**BRIEF:**
Can you express every one of the rows below as a Markdown table with the columns Number and Record line, numbering each line, skipping blank lines, and leaving the pictures out?

Stored data
((

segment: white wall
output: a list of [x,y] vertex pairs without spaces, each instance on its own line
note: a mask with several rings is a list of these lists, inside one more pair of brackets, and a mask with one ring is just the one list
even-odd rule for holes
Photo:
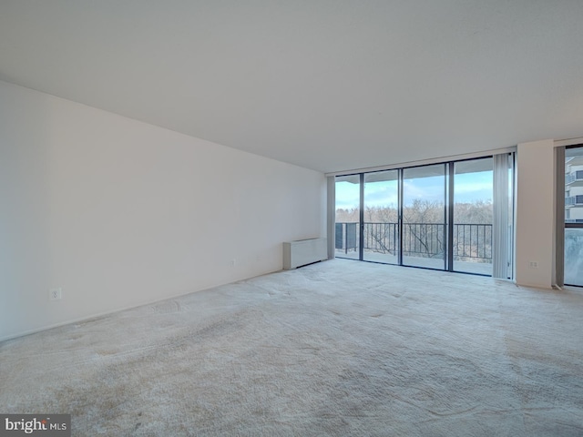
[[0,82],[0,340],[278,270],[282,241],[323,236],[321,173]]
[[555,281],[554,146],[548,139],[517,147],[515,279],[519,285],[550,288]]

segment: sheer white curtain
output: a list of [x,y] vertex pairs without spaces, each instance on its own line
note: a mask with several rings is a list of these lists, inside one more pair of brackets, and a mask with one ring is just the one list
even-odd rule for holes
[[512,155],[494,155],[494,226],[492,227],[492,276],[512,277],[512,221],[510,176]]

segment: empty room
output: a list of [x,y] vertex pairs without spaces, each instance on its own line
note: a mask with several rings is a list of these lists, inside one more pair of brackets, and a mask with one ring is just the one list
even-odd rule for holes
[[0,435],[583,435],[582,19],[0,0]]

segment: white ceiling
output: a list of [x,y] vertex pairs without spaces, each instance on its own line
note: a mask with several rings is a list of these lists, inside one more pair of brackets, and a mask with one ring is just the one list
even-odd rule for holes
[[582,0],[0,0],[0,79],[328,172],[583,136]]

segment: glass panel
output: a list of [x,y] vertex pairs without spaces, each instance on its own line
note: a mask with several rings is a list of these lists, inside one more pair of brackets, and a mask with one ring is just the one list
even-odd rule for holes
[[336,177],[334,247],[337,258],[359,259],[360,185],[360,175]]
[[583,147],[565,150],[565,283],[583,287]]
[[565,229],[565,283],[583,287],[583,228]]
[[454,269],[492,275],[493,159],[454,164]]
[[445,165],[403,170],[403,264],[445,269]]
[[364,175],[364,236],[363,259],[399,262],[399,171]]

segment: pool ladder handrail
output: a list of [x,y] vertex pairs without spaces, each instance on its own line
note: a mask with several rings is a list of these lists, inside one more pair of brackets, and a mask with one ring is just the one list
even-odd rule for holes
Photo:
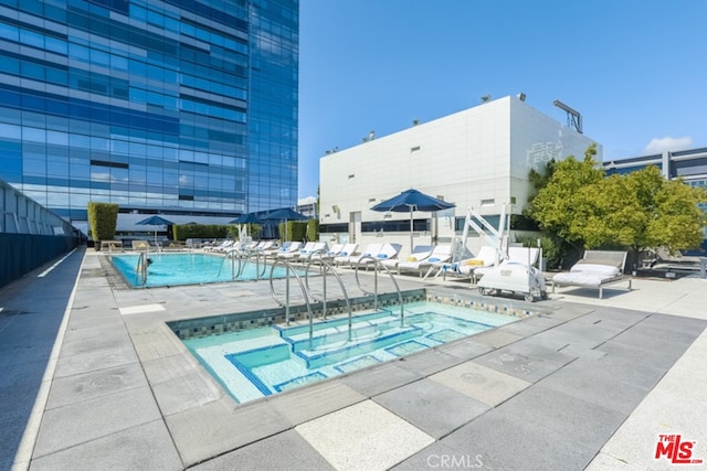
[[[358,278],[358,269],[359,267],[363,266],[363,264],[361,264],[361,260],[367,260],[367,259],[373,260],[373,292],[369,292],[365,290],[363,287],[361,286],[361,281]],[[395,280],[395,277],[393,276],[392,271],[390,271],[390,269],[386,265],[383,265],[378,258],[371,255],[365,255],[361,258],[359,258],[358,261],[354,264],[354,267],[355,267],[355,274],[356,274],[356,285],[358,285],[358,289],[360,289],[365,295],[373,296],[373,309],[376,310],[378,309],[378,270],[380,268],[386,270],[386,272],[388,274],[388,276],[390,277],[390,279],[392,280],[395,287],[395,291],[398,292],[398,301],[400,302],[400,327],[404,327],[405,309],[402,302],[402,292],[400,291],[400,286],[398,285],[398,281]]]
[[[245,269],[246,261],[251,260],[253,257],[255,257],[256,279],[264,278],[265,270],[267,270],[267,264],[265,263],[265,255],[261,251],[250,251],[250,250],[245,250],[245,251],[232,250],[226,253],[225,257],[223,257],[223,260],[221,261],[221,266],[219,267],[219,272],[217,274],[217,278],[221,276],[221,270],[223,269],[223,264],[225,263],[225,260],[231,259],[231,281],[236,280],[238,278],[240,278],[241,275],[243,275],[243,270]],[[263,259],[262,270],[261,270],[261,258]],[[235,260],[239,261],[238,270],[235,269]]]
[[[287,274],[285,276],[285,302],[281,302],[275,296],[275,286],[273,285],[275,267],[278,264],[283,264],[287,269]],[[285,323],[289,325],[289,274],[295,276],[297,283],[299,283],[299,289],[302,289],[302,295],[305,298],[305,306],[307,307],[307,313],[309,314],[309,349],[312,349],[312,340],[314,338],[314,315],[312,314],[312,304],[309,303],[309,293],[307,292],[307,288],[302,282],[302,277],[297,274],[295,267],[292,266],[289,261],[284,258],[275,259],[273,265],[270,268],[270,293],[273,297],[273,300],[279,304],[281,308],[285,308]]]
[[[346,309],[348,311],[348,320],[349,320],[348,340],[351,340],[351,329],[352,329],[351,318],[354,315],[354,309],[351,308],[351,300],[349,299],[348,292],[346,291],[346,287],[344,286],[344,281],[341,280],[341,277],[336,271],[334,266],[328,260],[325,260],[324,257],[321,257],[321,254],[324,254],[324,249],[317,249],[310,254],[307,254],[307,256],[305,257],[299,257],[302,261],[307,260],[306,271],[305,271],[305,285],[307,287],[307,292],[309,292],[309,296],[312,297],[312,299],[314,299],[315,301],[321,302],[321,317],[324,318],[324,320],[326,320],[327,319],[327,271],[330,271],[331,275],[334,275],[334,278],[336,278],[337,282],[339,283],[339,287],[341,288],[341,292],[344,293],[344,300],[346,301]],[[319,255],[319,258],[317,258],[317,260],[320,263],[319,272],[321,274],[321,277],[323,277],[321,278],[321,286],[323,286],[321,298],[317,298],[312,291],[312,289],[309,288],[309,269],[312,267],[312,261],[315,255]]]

))

**CORRECT RESPONSE:**
| Number | Record line |
|---|---|
| 1 | segment: white wall |
| 2 | output: a list of [x,y] vertex pairs without spaces, each instance on its own line |
| 3 | note: a mask with several rings is a list of these lists, inside one more pair of brackets, and a mask with one ring is just the one list |
| 4 | even-odd rule for holes |
| 5 | Photo: |
| 6 | [[0,82],[0,340],[278,270],[282,241],[323,236],[321,173]] |
| 7 | [[555,281],[554,146],[548,139],[517,147],[515,279],[519,285],[550,288]] |
| 8 | segment: sheer white curtain |
| 9 | output: a list of [x,y] vertex pairs without spaces, each instance on its own line |
| 10 | note: a mask with several rings is a list of these lists, inside one more pair of brackets, and a mask with one ring is just the one list |
| 11 | even-odd rule for holes |
| 12 | [[512,155],[494,155],[494,226],[492,227],[492,276],[512,277],[512,221],[510,176]] |
| 13 | segment: empty room |
| 14 | output: a list of [x,y] vertex pairs without spaces, each instance on its own line |
| 15 | note: a mask with several rings is a list of these lists, inside one more pair of brackets, and a mask with one ring is just the one list |
| 16 | even-odd rule for holes |
| 17 | [[0,435],[583,435],[582,19],[0,0]] |
| 18 | segment: white ceiling |
| 19 | output: a list of [x,y] vertex pairs without spaces, each instance on its own line |
| 20 | note: a mask with several rings is a list of these lists, inside one more pair of brackets, and a mask with one ring is just the one list |
| 21 | even-odd rule for holes |
| 22 | [[582,0],[0,0],[0,79],[328,172],[583,136]] |
| 23 | segment: glass panel |
| 24 | output: a list of [x,y] vertex pairs without spaces, each instance on its own line |
| 25 | note: a mask with several rings is a list of these lists, inside one more pair of brackets, and a mask with one ring is just the one list |
| 26 | even-odd rule for holes |
| 27 | [[336,177],[334,247],[337,258],[359,259],[360,185],[360,175]] |
| 28 | [[583,147],[565,150],[565,283],[583,287]] |
| 29 | [[565,229],[565,283],[583,287],[583,228]] |
| 30 | [[454,269],[492,275],[493,159],[454,164]] |
| 31 | [[445,165],[403,170],[403,264],[445,269]] |
| 32 | [[364,175],[364,236],[363,259],[399,262],[399,171]] |
| 33 | segment: pool ladder handrail |
| 34 | output: a list of [x,y] vertex pairs without spaces, each instance on its own line |
| 35 | note: a mask with several rings is a list of these lists, inside one more pair of brackets, and a mask with one ring is just the one list |
| 36 | even-odd rule for holes |
| 37 | Photo: |
| 38 | [[[358,278],[358,269],[359,267],[363,266],[363,264],[361,264],[361,260],[367,260],[367,259],[373,260],[373,292],[369,292],[365,290],[363,287],[361,286],[361,281]],[[395,280],[395,277],[393,276],[392,271],[390,271],[390,269],[386,265],[383,265],[378,258],[371,255],[365,255],[361,258],[359,258],[358,261],[354,264],[354,267],[355,267],[355,274],[356,274],[356,285],[358,285],[358,289],[360,289],[365,295],[373,296],[373,309],[376,310],[378,309],[378,270],[380,268],[386,270],[386,272],[388,274],[388,276],[390,277],[390,279],[392,280],[395,287],[395,291],[398,292],[398,301],[400,302],[400,327],[404,327],[405,309],[402,302],[402,292],[400,291],[400,286],[398,285],[398,281]]] |
| 39 | [[[245,269],[246,261],[251,260],[253,257],[255,257],[256,279],[264,278],[265,270],[267,270],[267,264],[265,263],[265,255],[261,251],[250,251],[250,250],[245,250],[245,251],[232,250],[226,253],[225,257],[223,257],[223,260],[221,261],[221,266],[219,267],[219,272],[217,274],[217,278],[221,276],[221,270],[223,269],[223,264],[225,263],[225,260],[231,259],[231,281],[236,280],[238,278],[240,278],[241,275],[243,275],[243,270]],[[263,259],[262,270],[261,270],[261,258]],[[235,260],[239,261],[238,270],[235,269]]] |
| 40 | [[[287,274],[285,276],[285,302],[281,302],[275,296],[275,286],[273,285],[275,267],[278,264],[283,264],[287,269]],[[285,323],[289,325],[289,274],[295,276],[297,283],[299,283],[299,289],[302,289],[302,295],[305,298],[305,306],[307,307],[307,313],[309,314],[309,349],[312,349],[312,340],[314,338],[314,315],[312,314],[312,304],[309,303],[309,293],[307,292],[307,288],[302,282],[302,277],[297,274],[295,267],[292,266],[289,261],[284,258],[275,259],[273,265],[270,268],[270,293],[273,297],[273,300],[279,304],[281,308],[285,308]]] |
| 41 | [[[346,309],[348,311],[348,320],[349,320],[348,340],[351,340],[351,329],[352,329],[351,318],[354,315],[354,309],[351,308],[351,300],[349,299],[348,292],[346,291],[346,287],[344,286],[344,281],[341,280],[341,277],[336,271],[334,266],[328,260],[325,260],[324,257],[321,257],[321,254],[324,254],[324,249],[317,249],[310,254],[307,254],[307,256],[305,257],[299,257],[302,261],[307,260],[306,271],[305,271],[305,285],[307,287],[307,292],[309,292],[309,296],[312,297],[312,299],[314,299],[315,301],[321,302],[321,317],[324,318],[324,320],[326,320],[327,319],[327,271],[330,271],[331,275],[334,275],[334,278],[336,278],[337,282],[339,283],[339,287],[341,288],[341,292],[344,293],[344,300],[346,301]],[[319,255],[319,258],[317,258],[317,260],[320,263],[319,272],[321,274],[321,277],[323,277],[321,278],[321,286],[323,286],[321,298],[317,298],[312,291],[312,289],[309,288],[309,269],[312,267],[312,261],[315,255]]] |